**Problem requirements:**
Check each statement against the profile of football player Daunte Wilson below, answering yes or no and quoting the exact words from the profile that decide it.
1. Wilson regularly posts updates about his day on Twitter and Facebook.
2. On offense, Wilson starts at center.
3. Wilson began playing rugby four years ago.

**Excerpt provided:**
___

It wouldn't take long to conclude that when it comes to the American teenager, especially one who plays football, Hampton's Daunte Wilson is bucking the trend.
On this Friday afternoon, Wilson strolls the hallways between classes in a gray blazer with a blue V-neck sweater and a white button-down dress shirt. Few seem to notice it as unusual.
"I like to clean up once a week," Wilson explains.
He's a high school senior who has no use for Twitter or Facebook. No need to update the world on every detail of his day.
Video games are all right. But for Wilson, a fun day is hanging out at his grandmother's house in Virginia Beach, where he can do just about everything from archery to riding horses to swimming.
"When we were younger, most of our time in the summers were spent over there," Wilson said. "You drive down this rocky road, there's a mailbox, and you keep driving and there's a horse field here, a horse field there, a barn and her house. And just woods surrounding the whole area.
"We go fishing in a big pond. We go four-wheeling. We're outside the whole day. You cook on a grill and eat outside."
The only time anyone goes indoors is when, you know, nature calls.
The Wilson family likes to be active, and sports — particularly football — is a big part of it. Wilson's father, James, played it at Hampton High, the University of Tennessee and briefly in the NLF. His older brother, Tyrel, is a former Crabber who now plays at Virginia Tech. His younger brother, 7-year-old Jaylen, is following right along.
And there's his mother, Shari, probably the biggest sports nut in the family.
Daunte is the third member of his immediate family to play for Mike Smith. He's the seventh of his extended family. Among his cousins are former Crabbers Myron Newsome, David Watford and Marques Hagans and current Hampton quarterback Deon Newsome.
"It's all in the family network," Smith said. "A lot of football players come through that family."
It's a source of pride for Daunte Wilson.
"We're all die-hard Crabbers to the fullest," he said. "When I was growing up, I always saw Coach Smith and Coach (Danny) Mitchell. They've been a part of my life since I was little.
"When I was on the JV team in the eighth grade, I was the water boy (for varsity) so I could just be on the field. Just to be in that atmosphere."
Now that he's there, Wilson is a key player on both sides of the ball. Offensively, he starts at center, where he begins every play. On defense, he's been moved from defensive end to middle linebacker, where he calls the formations.
In last week's 41-0 win over Warwick, Wilson (6-foot-1, 200 pounds) had six tackles, one sack and an interception. He has three picks for the season, two of which came in a win over Norcom.
"We moved him to middle linebacker out of necessity and he's filled right in," Smith said. "He gets better every game. He's a very intelligent kid and gets everybody in the right spot most of the time."
Chalk that up to being around the game all his life.
"I've always studied the game, so it comes naturally to me," he said. "When I see an offense, I know what defense we should be in. It's more common sense to me. I guess because my whole family is football."
And, in a semi-recent development, rugby.
Two years ago, looking for something to do during the offseason, Wilson went over to Kecoughtan with a friend who played on the rugby team there. Thinking it looked kind of fun, Wilson joined. General interest quickly turned into passion.

___

**Given data:**
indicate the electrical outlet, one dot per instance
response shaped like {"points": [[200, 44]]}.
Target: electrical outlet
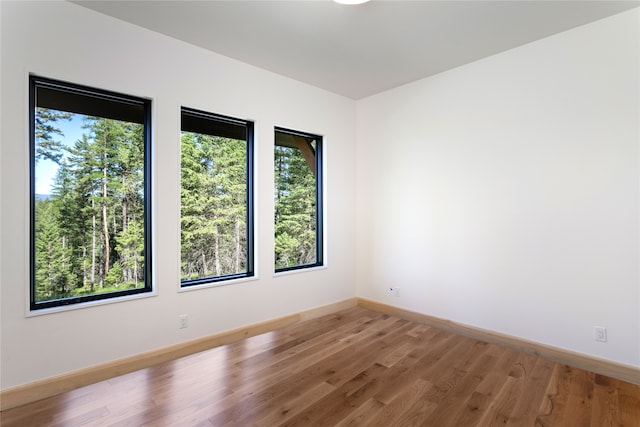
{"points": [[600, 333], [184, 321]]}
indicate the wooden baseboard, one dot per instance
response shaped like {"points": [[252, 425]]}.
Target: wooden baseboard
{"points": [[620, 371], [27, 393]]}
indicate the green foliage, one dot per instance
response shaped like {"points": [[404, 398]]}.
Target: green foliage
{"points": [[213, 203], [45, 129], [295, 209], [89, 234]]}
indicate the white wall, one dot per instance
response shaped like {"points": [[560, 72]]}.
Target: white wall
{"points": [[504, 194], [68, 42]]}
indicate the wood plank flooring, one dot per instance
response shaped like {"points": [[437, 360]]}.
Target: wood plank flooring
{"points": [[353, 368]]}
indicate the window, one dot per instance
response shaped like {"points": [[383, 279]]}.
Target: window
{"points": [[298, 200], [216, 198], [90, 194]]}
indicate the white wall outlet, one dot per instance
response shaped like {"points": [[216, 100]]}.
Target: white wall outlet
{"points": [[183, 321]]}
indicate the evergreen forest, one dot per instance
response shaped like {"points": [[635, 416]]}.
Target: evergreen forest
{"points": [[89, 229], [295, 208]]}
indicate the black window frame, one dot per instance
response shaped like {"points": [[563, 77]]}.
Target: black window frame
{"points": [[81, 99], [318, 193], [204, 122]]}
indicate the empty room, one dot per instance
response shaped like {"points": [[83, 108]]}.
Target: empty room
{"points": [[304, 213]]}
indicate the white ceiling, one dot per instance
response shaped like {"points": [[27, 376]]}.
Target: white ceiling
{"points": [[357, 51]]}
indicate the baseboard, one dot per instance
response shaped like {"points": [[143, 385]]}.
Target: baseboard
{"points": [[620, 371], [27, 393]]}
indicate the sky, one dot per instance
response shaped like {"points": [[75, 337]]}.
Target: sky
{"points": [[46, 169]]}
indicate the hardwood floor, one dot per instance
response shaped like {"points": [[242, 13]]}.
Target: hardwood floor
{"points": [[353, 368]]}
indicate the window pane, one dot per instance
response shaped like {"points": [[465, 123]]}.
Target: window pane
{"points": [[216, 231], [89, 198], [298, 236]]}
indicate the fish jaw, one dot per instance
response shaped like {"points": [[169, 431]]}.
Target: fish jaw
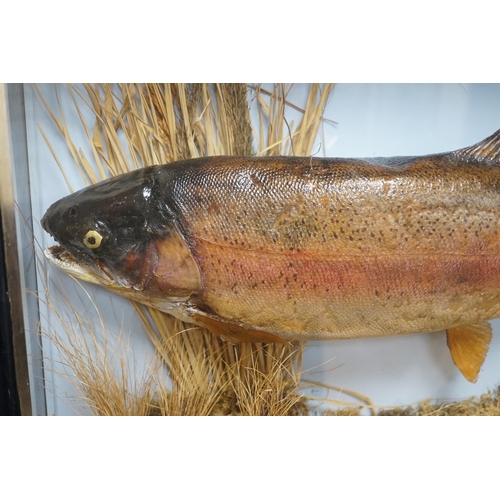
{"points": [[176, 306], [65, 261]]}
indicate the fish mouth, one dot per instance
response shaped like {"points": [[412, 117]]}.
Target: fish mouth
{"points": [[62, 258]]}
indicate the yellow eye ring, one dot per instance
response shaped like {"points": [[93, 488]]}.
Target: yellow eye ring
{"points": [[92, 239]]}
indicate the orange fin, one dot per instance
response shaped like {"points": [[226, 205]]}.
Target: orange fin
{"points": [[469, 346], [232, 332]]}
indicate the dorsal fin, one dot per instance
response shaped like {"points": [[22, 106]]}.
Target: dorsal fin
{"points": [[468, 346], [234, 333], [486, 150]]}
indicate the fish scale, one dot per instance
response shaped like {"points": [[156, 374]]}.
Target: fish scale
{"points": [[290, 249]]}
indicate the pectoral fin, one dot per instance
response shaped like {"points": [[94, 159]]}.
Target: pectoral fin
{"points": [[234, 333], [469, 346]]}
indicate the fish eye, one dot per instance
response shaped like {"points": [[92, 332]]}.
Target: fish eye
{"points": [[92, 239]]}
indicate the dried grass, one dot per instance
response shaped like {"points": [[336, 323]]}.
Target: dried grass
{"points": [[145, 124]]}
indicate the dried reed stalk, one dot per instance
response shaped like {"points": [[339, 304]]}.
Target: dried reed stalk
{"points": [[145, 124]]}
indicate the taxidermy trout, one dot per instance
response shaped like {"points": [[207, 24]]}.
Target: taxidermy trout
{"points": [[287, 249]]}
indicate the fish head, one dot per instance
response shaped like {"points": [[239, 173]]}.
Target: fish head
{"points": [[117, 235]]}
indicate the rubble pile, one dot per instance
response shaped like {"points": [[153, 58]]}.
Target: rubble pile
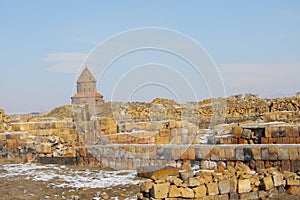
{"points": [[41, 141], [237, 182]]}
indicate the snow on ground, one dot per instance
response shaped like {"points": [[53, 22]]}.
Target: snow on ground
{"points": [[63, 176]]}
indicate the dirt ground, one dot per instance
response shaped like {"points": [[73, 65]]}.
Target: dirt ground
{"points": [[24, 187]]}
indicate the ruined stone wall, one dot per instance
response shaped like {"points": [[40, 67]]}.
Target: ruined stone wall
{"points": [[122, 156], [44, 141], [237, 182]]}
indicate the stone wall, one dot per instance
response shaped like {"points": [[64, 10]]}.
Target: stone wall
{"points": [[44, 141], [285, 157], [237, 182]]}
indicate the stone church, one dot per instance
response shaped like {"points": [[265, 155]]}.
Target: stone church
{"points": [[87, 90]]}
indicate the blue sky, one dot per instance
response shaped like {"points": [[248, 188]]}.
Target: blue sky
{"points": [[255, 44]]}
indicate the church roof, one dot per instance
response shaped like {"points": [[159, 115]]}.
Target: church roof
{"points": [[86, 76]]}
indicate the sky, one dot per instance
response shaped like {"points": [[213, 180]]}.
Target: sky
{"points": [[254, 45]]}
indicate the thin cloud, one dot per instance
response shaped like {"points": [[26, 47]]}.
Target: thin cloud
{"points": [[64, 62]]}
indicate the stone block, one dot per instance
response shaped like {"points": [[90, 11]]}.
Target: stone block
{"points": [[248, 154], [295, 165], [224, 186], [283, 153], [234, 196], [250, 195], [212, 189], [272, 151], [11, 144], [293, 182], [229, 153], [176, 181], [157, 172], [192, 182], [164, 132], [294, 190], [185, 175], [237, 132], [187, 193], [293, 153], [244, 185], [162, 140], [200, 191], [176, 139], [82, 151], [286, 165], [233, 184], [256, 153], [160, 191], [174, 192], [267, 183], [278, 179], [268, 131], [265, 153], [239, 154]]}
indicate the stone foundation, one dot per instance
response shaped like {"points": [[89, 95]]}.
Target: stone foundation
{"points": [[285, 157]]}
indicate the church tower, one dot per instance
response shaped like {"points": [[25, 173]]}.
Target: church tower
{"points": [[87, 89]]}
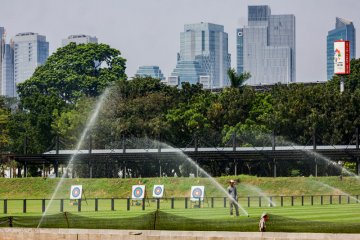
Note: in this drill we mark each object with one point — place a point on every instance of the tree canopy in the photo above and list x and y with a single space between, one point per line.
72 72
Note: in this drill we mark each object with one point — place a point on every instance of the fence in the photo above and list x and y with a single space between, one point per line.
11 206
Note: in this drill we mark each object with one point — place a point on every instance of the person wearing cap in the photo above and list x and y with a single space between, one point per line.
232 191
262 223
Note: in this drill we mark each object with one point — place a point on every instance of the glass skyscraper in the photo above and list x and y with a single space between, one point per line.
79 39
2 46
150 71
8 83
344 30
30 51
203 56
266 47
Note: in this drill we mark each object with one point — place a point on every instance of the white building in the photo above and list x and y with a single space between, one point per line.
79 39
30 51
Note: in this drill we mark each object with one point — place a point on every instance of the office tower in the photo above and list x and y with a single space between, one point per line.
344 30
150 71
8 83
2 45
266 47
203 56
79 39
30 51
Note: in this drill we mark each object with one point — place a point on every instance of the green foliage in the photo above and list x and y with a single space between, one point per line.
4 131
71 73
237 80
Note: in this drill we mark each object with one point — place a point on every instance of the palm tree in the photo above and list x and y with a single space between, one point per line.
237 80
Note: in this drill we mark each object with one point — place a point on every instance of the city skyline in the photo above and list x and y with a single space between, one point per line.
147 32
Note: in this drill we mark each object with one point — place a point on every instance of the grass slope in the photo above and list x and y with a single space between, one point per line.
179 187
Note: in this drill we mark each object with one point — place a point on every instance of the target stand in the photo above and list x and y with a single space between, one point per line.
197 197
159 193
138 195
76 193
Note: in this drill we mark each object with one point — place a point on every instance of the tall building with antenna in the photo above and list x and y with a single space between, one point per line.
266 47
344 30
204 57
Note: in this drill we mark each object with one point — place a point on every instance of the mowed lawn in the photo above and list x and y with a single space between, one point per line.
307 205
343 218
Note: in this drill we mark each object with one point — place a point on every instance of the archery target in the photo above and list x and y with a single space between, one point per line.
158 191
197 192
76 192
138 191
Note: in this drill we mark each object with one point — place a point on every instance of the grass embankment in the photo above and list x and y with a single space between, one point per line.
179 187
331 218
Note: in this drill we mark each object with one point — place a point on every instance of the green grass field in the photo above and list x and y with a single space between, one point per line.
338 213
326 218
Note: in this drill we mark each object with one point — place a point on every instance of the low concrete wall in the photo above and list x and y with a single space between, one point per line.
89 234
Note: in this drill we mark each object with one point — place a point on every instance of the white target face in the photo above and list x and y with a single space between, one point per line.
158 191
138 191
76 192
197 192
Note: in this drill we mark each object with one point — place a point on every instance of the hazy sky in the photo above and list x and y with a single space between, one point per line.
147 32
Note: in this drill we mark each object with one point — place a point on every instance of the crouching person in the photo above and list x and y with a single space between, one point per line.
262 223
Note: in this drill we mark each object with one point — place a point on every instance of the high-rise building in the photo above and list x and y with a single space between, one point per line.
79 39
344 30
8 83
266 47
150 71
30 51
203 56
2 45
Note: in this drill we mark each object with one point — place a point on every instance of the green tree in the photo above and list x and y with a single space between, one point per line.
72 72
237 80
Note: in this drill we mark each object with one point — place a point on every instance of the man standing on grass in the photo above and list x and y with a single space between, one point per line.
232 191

___

**Reply:**
1. No: "He's a high school senior who has no use for Twitter or Facebook."
2. Yes: "Offensively, he starts at center, where he begins every play."
3. No: "Two years ago, looking for something to do during the offseason, Wilson went over to Kecoughtan with a friend who played on the rugby team there."